# DIRECTIONS
Return the records that follow unaltered. Omit every picture.

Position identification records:

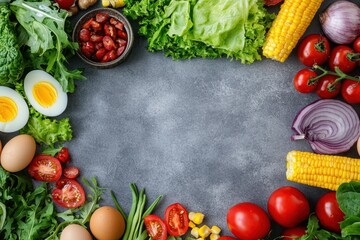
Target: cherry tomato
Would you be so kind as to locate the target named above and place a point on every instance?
(63, 155)
(288, 206)
(328, 212)
(342, 57)
(71, 172)
(176, 219)
(45, 168)
(293, 233)
(350, 91)
(313, 49)
(302, 78)
(155, 227)
(248, 221)
(65, 4)
(322, 89)
(68, 193)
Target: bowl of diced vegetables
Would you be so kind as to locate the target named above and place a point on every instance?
(105, 37)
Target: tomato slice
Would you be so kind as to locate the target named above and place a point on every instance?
(155, 227)
(45, 168)
(176, 219)
(68, 193)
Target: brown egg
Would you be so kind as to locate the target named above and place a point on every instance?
(74, 232)
(18, 153)
(107, 223)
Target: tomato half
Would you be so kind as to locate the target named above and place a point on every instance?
(350, 91)
(45, 168)
(302, 81)
(176, 219)
(68, 193)
(293, 233)
(155, 227)
(328, 212)
(313, 49)
(288, 206)
(343, 57)
(322, 89)
(248, 221)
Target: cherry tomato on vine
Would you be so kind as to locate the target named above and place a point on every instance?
(350, 91)
(248, 221)
(328, 212)
(65, 4)
(344, 58)
(45, 168)
(293, 233)
(68, 193)
(322, 89)
(155, 227)
(288, 206)
(314, 49)
(302, 81)
(176, 219)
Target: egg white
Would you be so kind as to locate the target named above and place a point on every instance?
(22, 115)
(60, 103)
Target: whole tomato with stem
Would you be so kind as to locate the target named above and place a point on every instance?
(328, 212)
(350, 91)
(327, 87)
(313, 49)
(303, 81)
(288, 206)
(248, 221)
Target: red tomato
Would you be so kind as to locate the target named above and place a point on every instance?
(68, 193)
(313, 49)
(248, 221)
(288, 206)
(176, 219)
(71, 172)
(65, 4)
(328, 212)
(350, 91)
(302, 78)
(155, 227)
(45, 168)
(342, 57)
(293, 233)
(63, 155)
(322, 89)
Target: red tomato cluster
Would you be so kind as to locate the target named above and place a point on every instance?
(289, 208)
(102, 38)
(315, 49)
(67, 192)
(175, 223)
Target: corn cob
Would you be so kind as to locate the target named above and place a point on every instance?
(290, 24)
(325, 171)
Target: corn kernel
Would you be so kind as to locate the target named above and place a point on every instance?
(204, 231)
(215, 229)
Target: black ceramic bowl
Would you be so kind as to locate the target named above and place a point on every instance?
(114, 14)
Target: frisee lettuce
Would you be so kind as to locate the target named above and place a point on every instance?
(186, 29)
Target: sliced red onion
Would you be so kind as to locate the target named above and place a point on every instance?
(330, 126)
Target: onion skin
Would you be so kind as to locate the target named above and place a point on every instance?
(330, 126)
(341, 22)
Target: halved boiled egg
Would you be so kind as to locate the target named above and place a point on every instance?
(44, 93)
(14, 112)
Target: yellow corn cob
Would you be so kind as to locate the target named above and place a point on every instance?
(290, 24)
(325, 171)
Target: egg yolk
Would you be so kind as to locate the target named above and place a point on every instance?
(8, 109)
(44, 93)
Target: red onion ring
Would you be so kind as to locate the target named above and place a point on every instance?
(330, 126)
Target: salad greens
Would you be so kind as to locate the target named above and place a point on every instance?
(202, 28)
(42, 32)
(11, 59)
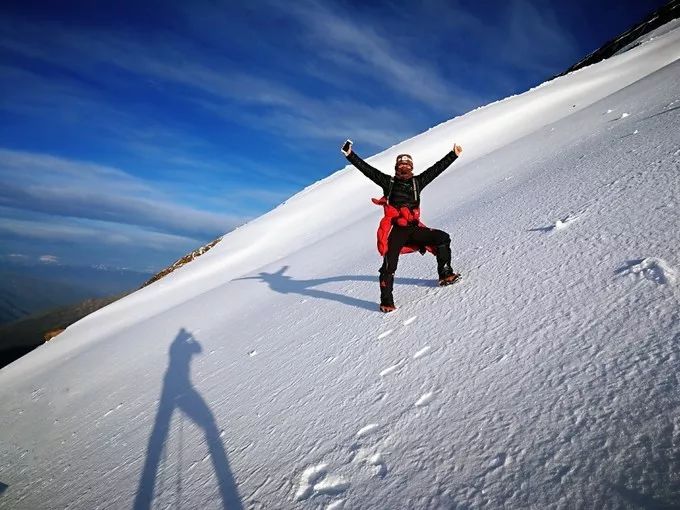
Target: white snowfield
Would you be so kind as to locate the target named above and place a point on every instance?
(262, 375)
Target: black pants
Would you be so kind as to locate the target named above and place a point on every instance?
(414, 235)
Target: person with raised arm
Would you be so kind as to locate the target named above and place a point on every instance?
(400, 230)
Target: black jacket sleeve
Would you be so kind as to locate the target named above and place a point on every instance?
(381, 179)
(433, 172)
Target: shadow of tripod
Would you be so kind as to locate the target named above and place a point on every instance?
(179, 393)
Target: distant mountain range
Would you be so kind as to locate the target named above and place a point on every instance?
(38, 302)
(29, 289)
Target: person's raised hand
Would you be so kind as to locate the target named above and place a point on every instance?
(346, 148)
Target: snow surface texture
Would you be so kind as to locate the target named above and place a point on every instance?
(262, 375)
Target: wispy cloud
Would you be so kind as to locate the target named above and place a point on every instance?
(360, 49)
(213, 81)
(49, 185)
(69, 231)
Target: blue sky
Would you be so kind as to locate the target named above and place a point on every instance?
(134, 132)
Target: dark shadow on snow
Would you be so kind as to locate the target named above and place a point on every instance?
(284, 284)
(179, 393)
(547, 229)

# RESPONSE
Target: cherry tomato
Would you be so kind as to locate the target named above and place a point on every instance?
(63, 155)
(288, 206)
(328, 212)
(342, 57)
(71, 172)
(176, 219)
(45, 168)
(293, 233)
(350, 91)
(313, 49)
(302, 78)
(155, 227)
(248, 221)
(65, 4)
(322, 89)
(68, 193)
Target: bowl of diced vegetables
Would you be so kind as to locate the target named above and place a point on every instance?
(105, 37)
Target: tomato slice
Would you be so kind as to locate the target named above and place a point on every instance?
(155, 227)
(45, 168)
(176, 219)
(68, 193)
Target: brown egg
Would you be so kind as to locate the target named above and place a point on every instance?
(74, 232)
(18, 153)
(107, 223)
Target: tomato half
Would you be so kind as to locate the target named above and place a point on every instance?
(350, 91)
(45, 168)
(302, 81)
(176, 219)
(68, 193)
(293, 233)
(155, 227)
(328, 212)
(313, 49)
(288, 206)
(343, 57)
(322, 89)
(248, 221)
Target: cherry tomato on vine
Would you be so kind as to locate the target named above and place a point on every instance?
(350, 91)
(248, 221)
(328, 212)
(65, 4)
(344, 58)
(45, 168)
(293, 233)
(68, 193)
(322, 89)
(155, 227)
(288, 206)
(314, 49)
(302, 81)
(176, 219)
Target: egg white
Would you be so kind as to locate the target named above and place a point on every instance?
(22, 115)
(60, 103)
Target: whole tomato with stem
Would you be so kind as to locate the target named above and place a point on every instance?
(328, 212)
(350, 91)
(327, 87)
(313, 49)
(303, 81)
(288, 206)
(248, 221)
Target: red tomato
Would you be so kind as to locate the target named above and place a point on every instance?
(68, 193)
(313, 49)
(248, 221)
(288, 206)
(176, 219)
(71, 172)
(65, 4)
(328, 212)
(350, 91)
(302, 78)
(155, 227)
(45, 168)
(342, 57)
(293, 233)
(63, 155)
(322, 89)
Target: red tomato cluster
Would you be so kind as to locate the target named above and place a point on every instance?
(289, 208)
(102, 38)
(315, 49)
(67, 192)
(175, 223)
Target: corn cob
Would you be so kind as to locate the target named above and place a point on every instance?
(290, 24)
(325, 171)
Target: corn kernel
Would you be so kind as to locate the target named above and place a point on every instance?
(204, 231)
(215, 229)
Target: black ceramic bowl
Would you be so kind as to locate the target named above and place a point on every instance?
(114, 14)
Target: frisee lettuce
Would you be so kind as to locate the target named above and place a point on every instance?
(186, 29)
Target: sliced red onion
Would you be so kind as to locate the target named above and place a point on every instance?
(330, 126)
Target: onion skin
Would you be so kind as to locate the target named above and place a point on every instance?
(330, 126)
(341, 22)
Target: halved boiled egg
Would you be so kind as to locate the target named above and place a point on every instance?
(44, 93)
(14, 112)
Target: yellow corn cob
Would you be so kind as to locate the target named above and place a point on every instance?
(290, 24)
(325, 171)
Target: egg yolk
Would you be so kind as to locate the target named above and place a point on every instance?
(8, 109)
(44, 93)
Target: red onion ring
Would you be so kind as to locate the target named above and place a point on every instance?
(330, 126)
Target: salad greens
Would you be so kind as to locate the target named above and place a point on every instance?
(202, 28)
(42, 32)
(11, 59)
Target: white snowfield
Would you be so kind as to locate the target named above and place a point on every instance?
(262, 375)
Target: black pants
Would you be so kind as to locate the target named above and place a point on every instance?
(414, 235)
Target: person with raised arm
Would you be so kind as to locate the target named above and place a point on every instance?
(400, 230)
Target: black jacket sleeve
Would you be so kind as to locate the target named above and place a point on every instance?
(381, 179)
(433, 172)
Target: shadow of tripod
Would you be so kind as to locate the target named above and place a point on every instance?
(179, 393)
Target: distant mountain range
Would you be so kind as to locate the target named above and place a point on every instance?
(38, 302)
(29, 289)
Target: person's raised hand
Would you be so kind as to locate the target named above and place a point on every instance?
(346, 148)
Target: snow surface texture
Would you be so kind as to locate the target named above and place a point on every instance?
(262, 375)
Target: wispy cloud
Would you be so kind as to locate the target named above and place a point on every instance?
(360, 49)
(213, 81)
(49, 185)
(69, 231)
Target: blue sky
Would you be so kind as to locate the target named above and place a point on every instance?
(134, 132)
Target: dark shadow on snow
Would you be so kind as to locate the target named above and place a point on every instance?
(284, 284)
(179, 393)
(547, 229)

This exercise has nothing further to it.